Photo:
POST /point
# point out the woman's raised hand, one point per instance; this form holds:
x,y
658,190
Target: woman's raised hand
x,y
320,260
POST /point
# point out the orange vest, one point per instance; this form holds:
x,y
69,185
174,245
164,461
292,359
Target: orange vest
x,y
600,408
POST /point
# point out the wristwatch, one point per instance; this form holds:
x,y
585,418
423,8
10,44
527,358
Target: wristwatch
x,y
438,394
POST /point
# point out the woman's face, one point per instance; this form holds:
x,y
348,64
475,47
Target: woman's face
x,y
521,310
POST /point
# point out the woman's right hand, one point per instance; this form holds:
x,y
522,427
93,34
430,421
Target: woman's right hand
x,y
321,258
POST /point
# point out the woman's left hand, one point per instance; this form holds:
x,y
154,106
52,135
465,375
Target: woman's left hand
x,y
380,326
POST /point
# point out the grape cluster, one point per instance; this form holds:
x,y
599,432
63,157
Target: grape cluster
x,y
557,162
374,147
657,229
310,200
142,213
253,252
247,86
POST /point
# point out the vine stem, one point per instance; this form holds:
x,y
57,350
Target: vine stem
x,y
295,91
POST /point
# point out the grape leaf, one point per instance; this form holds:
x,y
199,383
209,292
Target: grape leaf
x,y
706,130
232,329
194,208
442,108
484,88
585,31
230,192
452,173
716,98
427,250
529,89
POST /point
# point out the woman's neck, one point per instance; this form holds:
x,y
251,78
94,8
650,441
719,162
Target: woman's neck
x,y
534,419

+++

GOAL OF THE EXERCISE
Every record should be repeated exactly; please leave none out.

OUTPUT BELOW
Photo:
POST /point
# point out the woman's raised hand, one point per instance; this form holds:
x,y
658,190
Target: woman's raised hand
x,y
320,260
POST /point
# point out the orange vest, one point per instance; this form holds:
x,y
69,185
174,245
164,461
292,359
Target: orange vest
x,y
600,408
POST /point
# point out the wristwatch, one point per instance; this form holds:
x,y
585,418
423,8
10,44
527,358
Target: wristwatch
x,y
438,394
POST /point
# point out the woman's face, one point per instance; this form holds:
x,y
348,64
475,47
Target: woman's face
x,y
521,310
POST /point
# point out the woman's right hand, one point per instance; this form holds:
x,y
522,427
93,34
430,421
Target: woman's right hand
x,y
321,258
POST /point
# point out the woman's left hand, one point per instance; this form holds:
x,y
154,106
52,135
465,375
Target: woman's left hand
x,y
380,326
POST /point
# point out the grape cluster, one point per instance; this form holds:
x,y
599,432
63,157
Target: grape cluster
x,y
557,162
374,147
657,229
310,200
142,213
253,252
247,86
POST /point
# point out the vine stem, one point per instance; this form holds:
x,y
57,350
Target: vine stem
x,y
295,91
POST /point
# point out the grape leaf, one point per instance; this form holds:
x,y
199,383
209,292
Target: grape leaf
x,y
706,130
232,329
194,208
442,108
484,88
585,31
230,192
452,173
716,98
427,250
529,89
POST /point
# point out the woman's neck, one point per instance; this form holds:
x,y
251,78
94,8
650,441
719,162
Target: woman's neck
x,y
534,419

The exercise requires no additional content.